» Отрывок

Кто убил классическую музыку? - Норман Лебрехт
Шрифт:
Интервал:
Закладка:
За пределами компании Oгa с радостью оставался незаметным, скрываясь в тени известности Мориты в США и славы Ибуки в Японии. Морита настаивал на «глобальной локализации» — он хотел сделать «Сони» первой по-настоящему всемирно признанной японской компанией; Ибука постепенно отходил от дел. Морита вообще уехал на два года в Америку. С конца шестидесятых годов облик и политика компании зависели в большей степени от решений Оги, чем его компаньонов. Именно Oгa сделал первый шаг к производству звукозаписей, разработав стратегию «синергии», согласованного взаимодействия между приборами и программным обеспечением, и настоял на ускоренной разработке и развитии цифровой записи. И каждый шаг в этом направлении он сверял с властителем дум в классической музыке, Гербертом фон Караяном.
Когда Караян привез свой оркестр в Японию, единственным частным домом, который он посетил, стал дом Мориты, а единственными гостями на приеме, кроме него, были г-н и г-жа Oгa. «У г-на Мориты был замечательный бассейн. Мы вместе плавали, а потом пошли в джакузи. Я наблюдал этого человека со всех сторон», — вспоминал Oгa. Они разговаривали о музыке и самолетах, поскольку оба получили права на пилотирование. «Он очень хорошо говорил по-английски, — рассказывал Oгa. — Он был совершенно очаровательным, но очень застенчивым человеком. Каждый раз, покупая новый самолет, он советовался со мной. Я поделился с ним своими соображениями относительно дизайна пилотской кабины. Однажды он приехал в Японию, а я пропустил его первый концерт. На следующий день мне позвонил его секретарь, г-н Юкер: "Почему вас не было вчера, господин Oгa?" Я ответил, что у меня не было билета. Юкер сказал: "Маэстро ждет вас сегодня вечером. Пожалуйста, зайдите к нему в артистическую в антракте".
Как только я вошел, он начал спрашивать: "Почему вы не пришли?", и стал задавать разные вопросы о самолетах. Я сказал: "Герберт, этот вам не годится". Он ответил: "К сожалению, я его уже заказал, но что вы посоветуете относительно кабины? Мне уже пора, приходите после концерта". Я вернулся в зал, а он начал дирижировать Героической симфонией.
Когда мы увиделись в следующий раз, он сказал, что продал первый самолет и купил тот, который я посоветовал».

» Список пунктов

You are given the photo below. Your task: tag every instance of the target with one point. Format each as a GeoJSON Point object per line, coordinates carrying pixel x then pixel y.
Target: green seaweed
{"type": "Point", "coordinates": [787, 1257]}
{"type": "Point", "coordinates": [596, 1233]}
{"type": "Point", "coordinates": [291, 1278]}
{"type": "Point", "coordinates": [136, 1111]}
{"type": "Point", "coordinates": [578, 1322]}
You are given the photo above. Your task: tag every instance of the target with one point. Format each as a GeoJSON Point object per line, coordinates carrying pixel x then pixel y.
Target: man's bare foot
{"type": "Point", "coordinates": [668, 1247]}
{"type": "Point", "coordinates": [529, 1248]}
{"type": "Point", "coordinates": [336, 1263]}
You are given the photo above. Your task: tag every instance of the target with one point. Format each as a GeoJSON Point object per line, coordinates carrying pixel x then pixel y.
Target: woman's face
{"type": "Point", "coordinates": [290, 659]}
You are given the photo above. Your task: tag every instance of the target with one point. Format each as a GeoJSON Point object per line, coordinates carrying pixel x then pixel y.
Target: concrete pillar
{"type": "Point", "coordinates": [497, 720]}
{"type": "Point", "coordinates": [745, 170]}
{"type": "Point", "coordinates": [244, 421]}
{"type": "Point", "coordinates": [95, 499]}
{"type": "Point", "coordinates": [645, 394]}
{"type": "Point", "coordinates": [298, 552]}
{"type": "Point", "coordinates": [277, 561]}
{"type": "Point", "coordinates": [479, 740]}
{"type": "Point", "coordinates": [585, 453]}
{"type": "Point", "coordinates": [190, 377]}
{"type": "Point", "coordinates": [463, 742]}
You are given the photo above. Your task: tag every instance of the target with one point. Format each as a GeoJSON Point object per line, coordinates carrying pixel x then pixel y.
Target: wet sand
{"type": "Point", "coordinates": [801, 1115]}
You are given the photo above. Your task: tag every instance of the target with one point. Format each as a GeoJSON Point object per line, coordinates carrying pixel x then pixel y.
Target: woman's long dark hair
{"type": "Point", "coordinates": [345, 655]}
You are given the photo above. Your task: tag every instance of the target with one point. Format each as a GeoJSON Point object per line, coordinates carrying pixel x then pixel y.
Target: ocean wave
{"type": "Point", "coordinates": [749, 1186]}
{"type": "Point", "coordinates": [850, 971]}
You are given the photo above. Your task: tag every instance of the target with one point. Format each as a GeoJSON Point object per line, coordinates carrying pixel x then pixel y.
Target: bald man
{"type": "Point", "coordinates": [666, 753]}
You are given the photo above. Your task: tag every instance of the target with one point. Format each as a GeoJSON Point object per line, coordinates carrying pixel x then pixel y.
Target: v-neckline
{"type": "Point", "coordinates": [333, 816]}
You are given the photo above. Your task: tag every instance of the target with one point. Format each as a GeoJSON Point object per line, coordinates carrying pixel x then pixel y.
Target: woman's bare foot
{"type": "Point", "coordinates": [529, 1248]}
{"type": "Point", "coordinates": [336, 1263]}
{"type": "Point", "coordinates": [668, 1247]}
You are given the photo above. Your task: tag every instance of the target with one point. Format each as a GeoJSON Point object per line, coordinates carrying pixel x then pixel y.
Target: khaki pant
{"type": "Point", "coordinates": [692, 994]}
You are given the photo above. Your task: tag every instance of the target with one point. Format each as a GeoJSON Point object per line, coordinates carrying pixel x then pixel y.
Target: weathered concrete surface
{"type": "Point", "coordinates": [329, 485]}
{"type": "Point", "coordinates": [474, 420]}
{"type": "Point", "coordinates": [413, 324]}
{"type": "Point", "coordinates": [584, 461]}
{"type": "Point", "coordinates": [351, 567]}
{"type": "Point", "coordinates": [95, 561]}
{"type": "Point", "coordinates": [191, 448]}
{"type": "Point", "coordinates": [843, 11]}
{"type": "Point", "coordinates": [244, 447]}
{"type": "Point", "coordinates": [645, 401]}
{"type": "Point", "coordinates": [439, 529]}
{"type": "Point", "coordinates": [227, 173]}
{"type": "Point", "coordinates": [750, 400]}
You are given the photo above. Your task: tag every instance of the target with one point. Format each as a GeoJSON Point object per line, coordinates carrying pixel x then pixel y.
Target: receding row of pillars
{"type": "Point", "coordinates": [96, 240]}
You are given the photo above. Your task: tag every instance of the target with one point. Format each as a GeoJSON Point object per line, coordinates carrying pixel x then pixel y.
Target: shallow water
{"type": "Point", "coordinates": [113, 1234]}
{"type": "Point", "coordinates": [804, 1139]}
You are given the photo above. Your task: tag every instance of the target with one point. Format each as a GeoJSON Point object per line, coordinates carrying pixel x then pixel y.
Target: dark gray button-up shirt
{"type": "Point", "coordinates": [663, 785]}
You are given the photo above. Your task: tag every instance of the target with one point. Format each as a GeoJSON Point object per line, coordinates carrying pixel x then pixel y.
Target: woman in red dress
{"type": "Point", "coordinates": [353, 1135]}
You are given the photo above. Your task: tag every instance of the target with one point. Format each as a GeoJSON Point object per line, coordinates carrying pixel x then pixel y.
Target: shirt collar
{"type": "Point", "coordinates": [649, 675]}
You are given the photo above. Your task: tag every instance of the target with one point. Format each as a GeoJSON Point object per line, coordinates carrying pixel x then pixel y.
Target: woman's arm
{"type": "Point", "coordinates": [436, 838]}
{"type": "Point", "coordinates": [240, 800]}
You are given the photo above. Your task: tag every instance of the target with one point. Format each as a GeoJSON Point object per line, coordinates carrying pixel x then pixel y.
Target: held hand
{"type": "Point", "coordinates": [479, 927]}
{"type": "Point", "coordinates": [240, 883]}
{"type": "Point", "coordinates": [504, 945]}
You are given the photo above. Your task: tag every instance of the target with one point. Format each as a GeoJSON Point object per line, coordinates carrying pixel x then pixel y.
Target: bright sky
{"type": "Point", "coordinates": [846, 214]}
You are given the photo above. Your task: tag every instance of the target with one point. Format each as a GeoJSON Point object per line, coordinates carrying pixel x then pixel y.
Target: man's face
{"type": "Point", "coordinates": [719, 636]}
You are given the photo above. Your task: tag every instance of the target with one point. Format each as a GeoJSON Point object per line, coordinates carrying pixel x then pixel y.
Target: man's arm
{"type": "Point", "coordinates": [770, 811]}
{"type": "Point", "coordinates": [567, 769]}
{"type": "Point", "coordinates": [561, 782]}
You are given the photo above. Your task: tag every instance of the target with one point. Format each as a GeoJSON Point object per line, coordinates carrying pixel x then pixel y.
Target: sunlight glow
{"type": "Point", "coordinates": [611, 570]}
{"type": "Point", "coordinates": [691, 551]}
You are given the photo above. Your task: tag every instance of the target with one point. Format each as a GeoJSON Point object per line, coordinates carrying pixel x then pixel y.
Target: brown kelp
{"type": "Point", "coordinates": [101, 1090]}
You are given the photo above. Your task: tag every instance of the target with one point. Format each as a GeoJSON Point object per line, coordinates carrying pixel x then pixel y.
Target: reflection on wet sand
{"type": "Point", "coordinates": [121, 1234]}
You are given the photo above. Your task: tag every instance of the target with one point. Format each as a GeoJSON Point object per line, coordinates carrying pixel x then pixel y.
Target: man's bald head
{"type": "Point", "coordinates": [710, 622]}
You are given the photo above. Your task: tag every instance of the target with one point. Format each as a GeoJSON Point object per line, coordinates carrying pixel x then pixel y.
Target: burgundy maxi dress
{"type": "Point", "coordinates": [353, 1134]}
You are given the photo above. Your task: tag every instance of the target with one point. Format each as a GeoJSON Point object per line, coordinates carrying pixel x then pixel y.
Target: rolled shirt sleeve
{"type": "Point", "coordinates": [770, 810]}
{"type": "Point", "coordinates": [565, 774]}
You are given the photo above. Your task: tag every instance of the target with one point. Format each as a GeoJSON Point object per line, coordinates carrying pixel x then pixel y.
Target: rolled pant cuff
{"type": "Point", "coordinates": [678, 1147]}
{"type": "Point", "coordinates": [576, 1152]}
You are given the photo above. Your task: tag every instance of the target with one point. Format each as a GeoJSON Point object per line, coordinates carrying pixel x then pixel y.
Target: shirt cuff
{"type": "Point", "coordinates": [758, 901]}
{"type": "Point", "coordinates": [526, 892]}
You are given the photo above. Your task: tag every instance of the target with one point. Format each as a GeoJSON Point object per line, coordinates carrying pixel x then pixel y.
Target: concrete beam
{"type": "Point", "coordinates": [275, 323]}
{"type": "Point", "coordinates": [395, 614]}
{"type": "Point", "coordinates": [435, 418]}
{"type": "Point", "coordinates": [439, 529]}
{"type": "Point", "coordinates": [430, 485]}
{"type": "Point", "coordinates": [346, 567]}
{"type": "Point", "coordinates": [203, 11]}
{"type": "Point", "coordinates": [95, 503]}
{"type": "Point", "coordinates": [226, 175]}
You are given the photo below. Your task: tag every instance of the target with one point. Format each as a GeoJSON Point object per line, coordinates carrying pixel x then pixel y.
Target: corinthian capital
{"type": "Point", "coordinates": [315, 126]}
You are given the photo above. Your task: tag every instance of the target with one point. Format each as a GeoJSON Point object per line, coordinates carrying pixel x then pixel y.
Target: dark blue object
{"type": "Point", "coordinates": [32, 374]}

» Задания
1) Какое произведение начал дирижировать Караян, когда рассказчик вернулся в зал, по словам отрывка?
2) Перепишите из отрывка всё, начиная со слов «Кто убил классическую» и вплоть до слов «Гербертом фон Караяном.».

» Ответы к заданиям
1) Героическую симфонию.

2)
Кто убил классическую музыку? - Норман Лебрехт
Шрифт:
Интервал:
Закладка:
За пределами компании Oгa с радостью оставался незаметным, скрываясь в тени известности Мориты в США и славы Ибуки в Японии. Морита настаивал на «глобальной локализации» — он хотел сделать «Сони» первой по-настоящему всемирно признанной японской компанией; Ибука постепенно отходил от дел. Морита вообще уехал на два года в Америку. С конца шестидесятых годов облик и политика компании зависели в большей степени от решений Оги, чем его компаньонов. Именно Oгa сделал первый шаг к производству звукозаписей, разработав стратегию «синергии», согласованного взаимодействия между приборами и программным обеспечением, и настоял на ускоренной разработке и развитии цифровой записи. И каждый шаг в этом направлении он сверял с властителем дум в классической музыке, Гербертом фон Караяном.